### Written exercise
Can you write out all of the records below again, substituting "formatted like" for every "shaped like", changing nothing else, and leaving the pictures out?

• • • • • • •

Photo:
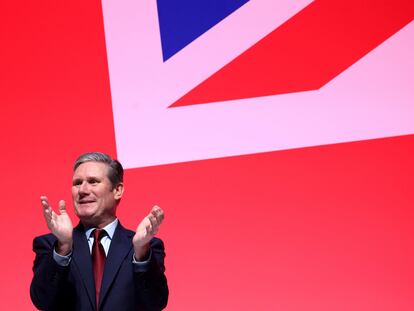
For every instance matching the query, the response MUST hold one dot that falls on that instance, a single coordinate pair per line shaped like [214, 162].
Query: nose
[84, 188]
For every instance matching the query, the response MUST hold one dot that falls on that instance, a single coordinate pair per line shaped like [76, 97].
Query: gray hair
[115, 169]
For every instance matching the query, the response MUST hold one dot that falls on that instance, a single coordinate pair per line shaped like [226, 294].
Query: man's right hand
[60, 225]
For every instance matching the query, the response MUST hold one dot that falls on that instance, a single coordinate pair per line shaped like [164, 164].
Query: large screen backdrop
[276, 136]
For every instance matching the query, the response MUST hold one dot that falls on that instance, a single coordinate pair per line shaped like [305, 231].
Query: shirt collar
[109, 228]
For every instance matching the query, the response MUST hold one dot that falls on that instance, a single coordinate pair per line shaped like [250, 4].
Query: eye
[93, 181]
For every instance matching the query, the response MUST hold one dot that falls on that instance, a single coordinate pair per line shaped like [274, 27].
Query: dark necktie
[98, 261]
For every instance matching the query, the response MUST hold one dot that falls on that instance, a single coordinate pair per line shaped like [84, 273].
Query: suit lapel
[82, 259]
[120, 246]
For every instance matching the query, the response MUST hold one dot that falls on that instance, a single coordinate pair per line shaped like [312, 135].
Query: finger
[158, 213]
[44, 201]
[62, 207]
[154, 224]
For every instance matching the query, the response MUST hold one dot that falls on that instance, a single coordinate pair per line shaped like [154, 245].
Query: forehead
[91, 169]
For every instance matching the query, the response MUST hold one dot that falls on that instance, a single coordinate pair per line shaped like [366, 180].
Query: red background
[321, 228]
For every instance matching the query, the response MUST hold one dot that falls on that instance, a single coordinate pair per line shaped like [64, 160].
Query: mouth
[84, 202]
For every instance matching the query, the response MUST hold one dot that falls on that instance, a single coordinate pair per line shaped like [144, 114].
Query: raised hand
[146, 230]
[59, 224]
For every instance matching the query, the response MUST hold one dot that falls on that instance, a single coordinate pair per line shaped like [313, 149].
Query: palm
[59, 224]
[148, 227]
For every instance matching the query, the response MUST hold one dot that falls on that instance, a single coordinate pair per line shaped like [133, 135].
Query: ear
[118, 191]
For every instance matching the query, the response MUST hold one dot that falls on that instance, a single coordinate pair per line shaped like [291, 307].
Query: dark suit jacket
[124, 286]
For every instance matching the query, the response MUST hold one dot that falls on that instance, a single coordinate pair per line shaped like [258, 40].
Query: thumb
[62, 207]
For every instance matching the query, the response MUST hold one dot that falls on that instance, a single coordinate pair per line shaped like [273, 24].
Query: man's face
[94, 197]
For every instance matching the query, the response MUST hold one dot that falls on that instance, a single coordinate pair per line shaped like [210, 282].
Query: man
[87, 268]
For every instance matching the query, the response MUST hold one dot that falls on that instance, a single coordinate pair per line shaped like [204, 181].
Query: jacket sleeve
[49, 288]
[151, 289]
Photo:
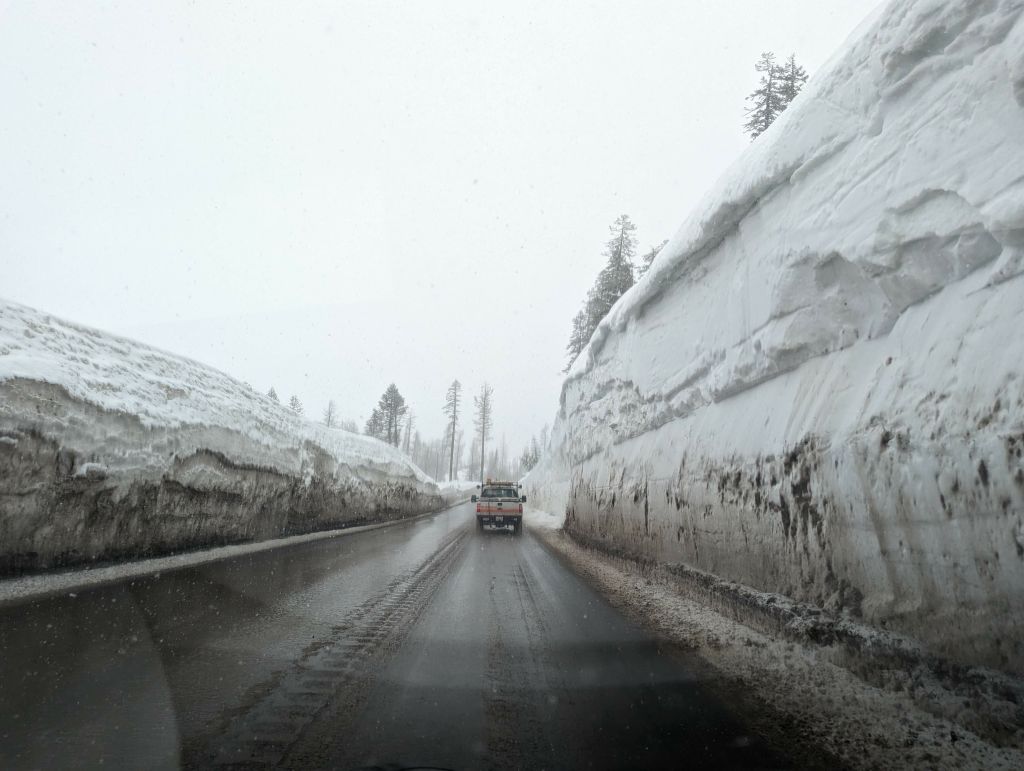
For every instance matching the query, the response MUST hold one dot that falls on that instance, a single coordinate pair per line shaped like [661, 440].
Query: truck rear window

• • • • • • •

### Exercise output
Photo:
For every instance matching the query, the response MUST hold one dot that falls on that instance, a single coordinate pair per line formatted like [214, 162].
Query: nose
[84, 188]
For every instance matching the query, the response MUST hold one dot that falls on that instance, a single coordinate pair per line formatted like [76, 97].
Query: gray hair
[115, 169]
For every instance matching the query, the response MUST hold one dot that falls on that instance, a single coordinate pair per line formatted like [226, 294].
Query: man's right hand
[60, 225]
For every instance matching the query, the response MUST hold one dot that falls on that instance, a single coordinate pair per line formatted like [164, 164].
Query: large screen backdrop
[276, 136]
For every instance matching the query, the response MUST hold one dot that falls on that instance, a single coordinate pair per line formatted like [305, 231].
Query: shirt collar
[109, 228]
For every instance matching the query, the response MUST hold one dot that falls on that instance, a single coordinate pair per line formatted like [250, 4].
Query: eye
[93, 181]
For every instance matching the query, the response MUST hold one dot that falls on that instance, a single coordinate pair per line formatted like [274, 27].
Query: dark necktie
[98, 261]
For every instance matching the query, the response MUST hold one dot that falls on that instance, a single coordinate pair per line formatted like [84, 273].
Query: suit lapel
[82, 259]
[120, 246]
For every instance matching the query, the response MUST hold one dot that falls on that instance, a single coordinate pair per line formatted like [312, 135].
Query: finger
[158, 213]
[44, 201]
[62, 207]
[154, 224]
For every instance matching the query, the response MUST hold one dot that falls on that instance, a single coordinate pair per line formatted like [154, 245].
Query: forehead
[91, 169]
For every instance matching the query, the response MUST hold one dot that falls on that instance, a single coordinate pair per line formatted like [366, 180].
Query: red background
[321, 228]
For every instance matching the query, the response MUST hold one dot that falls on that instance, a single coordinate pair per line formatted like [64, 160].
Query: mouth
[84, 202]
For every instance matching the query, the response MUST hold one dot that falls on that instance, a single coordinate pair per line formatted like [144, 114].
Query: raised hand
[146, 230]
[59, 224]
For every instance matching the query, the response MUST hold one dot that falls on that instance, a single coordinate pair per line formatted like [313, 149].
Query: palm
[59, 224]
[148, 227]
For every instance matching the query, the response MUST hold one dot that falls on that instance, a single coordinate pair per line formatted like [133, 135].
Query: ear
[118, 191]
For every instance matching the query, the response MUST hold one dot that falls on that instance, a single coordinate pair per line formatted like [291, 307].
Query: dark suit jacket
[124, 286]
For every instance matching the query, the response MUST hold one dot that falls on that instance, a single coordinate pair per line formatted like [258, 40].
Query: thumb
[62, 207]
For every instance matching the query, the response MUST hold one dot that falls on that instance, a single coordinate pair per line formatted like [273, 24].
Query: man's face
[94, 197]
For every instance matching the query, the response MUST hold one dot that falls on that instance, a single coordinate pair per line formatted like [210, 282].
Query: man
[87, 268]
For every instance matching the query, the response MUST hold one dot that falls on that instance, a single coordinate pair per line formatted like [204, 181].
Query: jacket sleeve
[49, 288]
[151, 289]
Photo:
For every instance matching the query, the response MUST hold one dot that falls on that instance, a single coordinate pair per line formatted like [661, 440].
Query: truck rear window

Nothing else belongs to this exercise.